(TASK TO COMPLETE): Please render the rows as a numbered list, starting with the line that contains "# Trace the outline of every instance of the laundry" and running through the last line of the rows, both included. Leave out any blank lines.

(INFORMATION SHOWN):
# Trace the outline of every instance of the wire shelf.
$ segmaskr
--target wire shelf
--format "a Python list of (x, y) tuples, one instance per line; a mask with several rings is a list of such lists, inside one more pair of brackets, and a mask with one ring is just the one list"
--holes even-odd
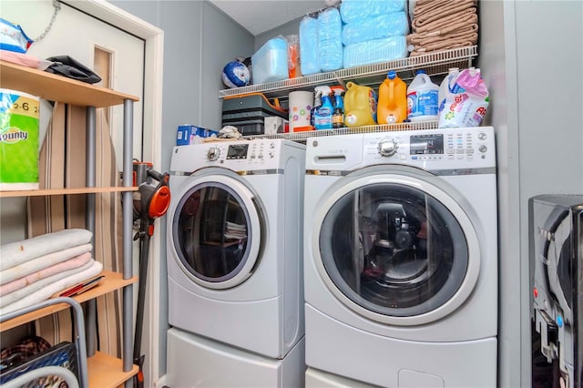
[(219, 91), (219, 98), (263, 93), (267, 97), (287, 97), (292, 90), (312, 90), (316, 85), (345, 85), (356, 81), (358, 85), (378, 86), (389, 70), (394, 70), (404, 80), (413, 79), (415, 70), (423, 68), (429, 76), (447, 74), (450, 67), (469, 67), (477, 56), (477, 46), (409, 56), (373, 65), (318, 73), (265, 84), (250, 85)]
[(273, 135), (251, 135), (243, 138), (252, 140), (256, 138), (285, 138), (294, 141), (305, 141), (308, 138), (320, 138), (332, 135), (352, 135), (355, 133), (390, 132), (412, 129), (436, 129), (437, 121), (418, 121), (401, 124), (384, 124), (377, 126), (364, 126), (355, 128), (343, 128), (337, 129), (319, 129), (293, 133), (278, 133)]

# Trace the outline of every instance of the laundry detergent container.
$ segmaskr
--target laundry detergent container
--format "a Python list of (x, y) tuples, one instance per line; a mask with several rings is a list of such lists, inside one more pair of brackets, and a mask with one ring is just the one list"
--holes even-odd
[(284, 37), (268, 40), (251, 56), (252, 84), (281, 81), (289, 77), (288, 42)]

(ANSWER TO THIS EXERCISE):
1. # Trace the outline of every instance of the laundry detergent container.
2. $ segmaskr
3. --target laundry detergent container
4. --format "a Python list of (x, y) tuples, one instance per line; a mask with several rings is a list of such lists, inside one more pair of brackets, and a mask with one ring is just the one list"
5. --holes even-odd
6. [(284, 37), (268, 40), (251, 56), (252, 84), (281, 81), (289, 77), (288, 42)]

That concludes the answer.